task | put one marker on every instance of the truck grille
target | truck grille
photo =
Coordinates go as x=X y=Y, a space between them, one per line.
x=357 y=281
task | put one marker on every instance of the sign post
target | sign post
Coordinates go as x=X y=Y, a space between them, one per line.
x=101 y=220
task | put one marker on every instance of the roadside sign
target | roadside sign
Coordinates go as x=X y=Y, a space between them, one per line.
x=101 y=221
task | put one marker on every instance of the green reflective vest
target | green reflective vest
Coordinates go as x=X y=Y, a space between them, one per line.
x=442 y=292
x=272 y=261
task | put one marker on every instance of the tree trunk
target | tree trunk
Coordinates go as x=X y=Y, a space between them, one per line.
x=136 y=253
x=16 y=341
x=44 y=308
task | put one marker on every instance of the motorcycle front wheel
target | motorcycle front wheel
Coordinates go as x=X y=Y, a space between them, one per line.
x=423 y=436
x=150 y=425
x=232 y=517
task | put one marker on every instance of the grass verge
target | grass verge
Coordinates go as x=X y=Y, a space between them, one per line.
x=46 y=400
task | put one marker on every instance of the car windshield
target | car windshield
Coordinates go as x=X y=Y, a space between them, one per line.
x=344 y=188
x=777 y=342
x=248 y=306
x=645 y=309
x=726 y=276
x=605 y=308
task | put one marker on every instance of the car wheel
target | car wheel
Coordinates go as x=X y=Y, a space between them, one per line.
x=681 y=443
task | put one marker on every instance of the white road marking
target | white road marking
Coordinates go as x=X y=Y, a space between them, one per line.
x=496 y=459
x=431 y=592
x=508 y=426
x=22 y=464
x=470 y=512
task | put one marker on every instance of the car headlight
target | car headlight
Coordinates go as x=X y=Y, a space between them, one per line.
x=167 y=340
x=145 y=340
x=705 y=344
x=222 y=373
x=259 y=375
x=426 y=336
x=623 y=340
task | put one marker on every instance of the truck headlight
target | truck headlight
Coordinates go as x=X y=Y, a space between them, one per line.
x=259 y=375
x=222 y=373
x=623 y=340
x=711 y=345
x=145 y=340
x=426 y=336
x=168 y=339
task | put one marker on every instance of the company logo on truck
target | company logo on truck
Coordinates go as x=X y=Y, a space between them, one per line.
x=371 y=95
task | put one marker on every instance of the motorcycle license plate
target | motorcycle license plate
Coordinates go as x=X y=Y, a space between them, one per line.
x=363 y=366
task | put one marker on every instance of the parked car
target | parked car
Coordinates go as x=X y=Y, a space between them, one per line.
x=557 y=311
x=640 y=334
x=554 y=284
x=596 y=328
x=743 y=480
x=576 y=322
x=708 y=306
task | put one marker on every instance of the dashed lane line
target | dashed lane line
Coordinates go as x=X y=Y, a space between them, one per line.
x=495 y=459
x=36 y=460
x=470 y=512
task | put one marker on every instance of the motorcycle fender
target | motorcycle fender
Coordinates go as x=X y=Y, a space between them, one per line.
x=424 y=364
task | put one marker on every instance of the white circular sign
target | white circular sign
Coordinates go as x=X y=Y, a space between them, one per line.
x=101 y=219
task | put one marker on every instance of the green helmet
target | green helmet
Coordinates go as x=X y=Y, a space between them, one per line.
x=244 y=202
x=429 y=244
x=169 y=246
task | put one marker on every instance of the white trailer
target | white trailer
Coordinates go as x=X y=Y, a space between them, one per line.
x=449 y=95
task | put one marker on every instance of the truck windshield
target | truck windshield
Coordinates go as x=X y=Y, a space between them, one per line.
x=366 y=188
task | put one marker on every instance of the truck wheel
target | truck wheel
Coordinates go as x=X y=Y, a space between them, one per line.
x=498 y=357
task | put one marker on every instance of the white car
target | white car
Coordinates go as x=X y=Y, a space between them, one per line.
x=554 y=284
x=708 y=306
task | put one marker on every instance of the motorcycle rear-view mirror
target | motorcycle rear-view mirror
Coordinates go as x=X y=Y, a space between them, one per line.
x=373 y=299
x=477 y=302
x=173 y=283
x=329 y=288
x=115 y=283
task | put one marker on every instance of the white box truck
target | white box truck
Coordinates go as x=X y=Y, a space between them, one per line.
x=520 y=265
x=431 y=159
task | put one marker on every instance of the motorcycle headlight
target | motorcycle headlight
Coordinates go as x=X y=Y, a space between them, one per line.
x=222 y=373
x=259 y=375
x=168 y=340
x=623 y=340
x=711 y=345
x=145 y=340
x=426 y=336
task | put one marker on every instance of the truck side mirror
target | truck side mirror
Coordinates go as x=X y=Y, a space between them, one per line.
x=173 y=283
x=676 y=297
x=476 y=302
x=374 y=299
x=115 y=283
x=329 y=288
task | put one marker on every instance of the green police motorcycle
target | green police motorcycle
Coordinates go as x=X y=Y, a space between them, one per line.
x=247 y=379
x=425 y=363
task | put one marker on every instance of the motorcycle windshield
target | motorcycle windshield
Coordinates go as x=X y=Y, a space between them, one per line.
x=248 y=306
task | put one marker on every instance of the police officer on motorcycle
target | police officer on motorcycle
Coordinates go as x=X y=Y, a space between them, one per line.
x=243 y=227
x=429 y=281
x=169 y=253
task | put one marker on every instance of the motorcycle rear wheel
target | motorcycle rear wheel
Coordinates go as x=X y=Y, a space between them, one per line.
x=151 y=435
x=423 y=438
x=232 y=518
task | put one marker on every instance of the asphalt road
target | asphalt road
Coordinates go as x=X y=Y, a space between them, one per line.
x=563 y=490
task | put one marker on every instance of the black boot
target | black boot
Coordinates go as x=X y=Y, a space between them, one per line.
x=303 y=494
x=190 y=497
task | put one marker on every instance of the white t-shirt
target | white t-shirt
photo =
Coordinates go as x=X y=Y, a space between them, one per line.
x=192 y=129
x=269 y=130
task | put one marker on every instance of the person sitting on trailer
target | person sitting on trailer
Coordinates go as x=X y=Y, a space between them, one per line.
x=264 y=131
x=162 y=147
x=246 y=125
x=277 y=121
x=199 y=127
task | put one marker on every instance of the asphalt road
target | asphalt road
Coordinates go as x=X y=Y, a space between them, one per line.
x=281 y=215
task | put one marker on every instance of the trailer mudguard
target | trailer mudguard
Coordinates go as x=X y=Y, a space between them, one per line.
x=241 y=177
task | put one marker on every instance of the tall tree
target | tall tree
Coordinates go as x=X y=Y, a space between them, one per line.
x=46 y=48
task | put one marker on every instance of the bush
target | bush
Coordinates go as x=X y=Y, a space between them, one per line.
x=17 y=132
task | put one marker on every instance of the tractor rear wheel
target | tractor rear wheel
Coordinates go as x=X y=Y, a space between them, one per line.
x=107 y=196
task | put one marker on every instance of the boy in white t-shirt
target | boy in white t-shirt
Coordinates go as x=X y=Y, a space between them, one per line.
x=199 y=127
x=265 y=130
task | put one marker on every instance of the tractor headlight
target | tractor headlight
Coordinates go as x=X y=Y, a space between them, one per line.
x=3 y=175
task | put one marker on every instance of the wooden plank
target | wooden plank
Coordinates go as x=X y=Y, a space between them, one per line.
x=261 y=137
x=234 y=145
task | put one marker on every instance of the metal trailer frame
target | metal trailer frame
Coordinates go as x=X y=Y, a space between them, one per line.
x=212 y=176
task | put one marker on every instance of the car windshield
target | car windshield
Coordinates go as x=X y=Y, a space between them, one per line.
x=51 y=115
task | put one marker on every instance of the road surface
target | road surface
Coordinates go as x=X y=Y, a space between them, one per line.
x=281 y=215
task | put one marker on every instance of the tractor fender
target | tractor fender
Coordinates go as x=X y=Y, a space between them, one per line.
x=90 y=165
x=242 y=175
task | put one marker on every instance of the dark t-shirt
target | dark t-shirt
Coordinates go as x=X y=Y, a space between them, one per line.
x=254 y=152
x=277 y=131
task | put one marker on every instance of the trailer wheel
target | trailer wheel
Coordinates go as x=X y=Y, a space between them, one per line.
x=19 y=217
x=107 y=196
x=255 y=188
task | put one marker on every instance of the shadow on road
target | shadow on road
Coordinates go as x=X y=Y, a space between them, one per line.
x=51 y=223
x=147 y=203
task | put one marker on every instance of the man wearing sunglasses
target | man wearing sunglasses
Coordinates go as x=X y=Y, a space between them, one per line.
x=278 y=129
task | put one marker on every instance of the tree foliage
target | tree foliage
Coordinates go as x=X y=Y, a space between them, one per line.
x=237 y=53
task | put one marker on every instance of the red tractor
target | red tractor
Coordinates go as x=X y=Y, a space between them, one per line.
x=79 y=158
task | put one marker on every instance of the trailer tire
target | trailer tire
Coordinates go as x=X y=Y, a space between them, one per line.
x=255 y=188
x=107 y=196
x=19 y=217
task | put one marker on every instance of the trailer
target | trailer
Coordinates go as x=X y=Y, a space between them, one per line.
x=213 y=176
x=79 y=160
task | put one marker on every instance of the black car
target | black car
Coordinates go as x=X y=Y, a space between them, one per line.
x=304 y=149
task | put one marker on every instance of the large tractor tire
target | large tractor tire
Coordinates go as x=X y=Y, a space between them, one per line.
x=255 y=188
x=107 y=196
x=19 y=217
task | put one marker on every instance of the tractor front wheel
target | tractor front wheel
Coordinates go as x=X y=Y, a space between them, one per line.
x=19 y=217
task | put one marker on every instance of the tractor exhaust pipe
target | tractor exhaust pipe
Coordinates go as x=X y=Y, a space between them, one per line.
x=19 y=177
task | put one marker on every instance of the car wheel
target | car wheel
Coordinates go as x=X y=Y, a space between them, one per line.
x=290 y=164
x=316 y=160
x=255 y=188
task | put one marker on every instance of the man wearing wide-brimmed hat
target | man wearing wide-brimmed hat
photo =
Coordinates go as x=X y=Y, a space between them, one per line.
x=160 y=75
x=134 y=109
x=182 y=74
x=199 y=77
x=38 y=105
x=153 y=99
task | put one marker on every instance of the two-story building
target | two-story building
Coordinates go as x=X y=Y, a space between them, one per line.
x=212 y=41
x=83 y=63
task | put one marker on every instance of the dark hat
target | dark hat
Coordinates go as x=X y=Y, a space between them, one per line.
━━━━━━
Rewrite the material above, from the line containing "the car headlight" through the line containing "x=366 y=188", inclusive, as a two-column CSV with the headers task and coordinates. Give one row per task, with the task text in one quoted field and its coordinates in the other, and turn any line breaks into spaces.

Written solution:
task,coordinates
"task | put one marker on every instance of the car headlight target | car headlight Coordinates go as x=X y=Y, a space between them, one per line.","x=167 y=340 x=145 y=340 x=705 y=344 x=222 y=373 x=259 y=375 x=426 y=336 x=623 y=340"
"task | put one marker on every instance of the truck headlight target | truck headlight Coordinates go as x=X y=Y, a space between them, one per line.","x=259 y=375 x=222 y=373 x=623 y=340 x=711 y=345 x=145 y=340 x=426 y=336 x=168 y=339"
"task | put one marker on every instance of the company logo on truck target | company logo on truck Coordinates go as x=X y=Y, a space between them, one per line.","x=371 y=95"
"task | put one marker on every instance of the motorcycle license plate target | motorcycle license plate Coordinates go as x=X y=Y, a space between them, one per line.","x=363 y=366"
"task | put one marker on every instance of the parked car target | parked car Coordinates go as x=X y=Y, a space between them, one per line.","x=557 y=311 x=640 y=334 x=554 y=284 x=596 y=328 x=743 y=480 x=576 y=322 x=708 y=306"
"task | put one marker on every instance of the dashed lane line target | dashed lane line Coordinates go as x=X y=Y, a space between them, one per line.","x=495 y=459 x=36 y=460 x=470 y=512"
"task | put one marker on every instance of the motorcycle fender target | motorcycle fender Coordinates go as x=X y=Y, a space between them, one per line.","x=424 y=364"
"task | put one marker on every instance of the white circular sign target | white circular sign Coordinates go as x=X y=Y, a space between them, one per line.","x=101 y=219"
"task | put one marker on every instance of the green helmet target | green helmet Coordinates go as x=X y=Y, a space between them, one per line.","x=244 y=202 x=429 y=244 x=169 y=246"
"task | put one marker on every instance of the white trailer target | white trailer Coordinates go as x=X y=Y, a space between them, one per line.","x=449 y=95"
"task | put one marker on every instance of the truck windshield target | truck windshield Coordinates go as x=X y=Y, a space between them, one per line.","x=366 y=188"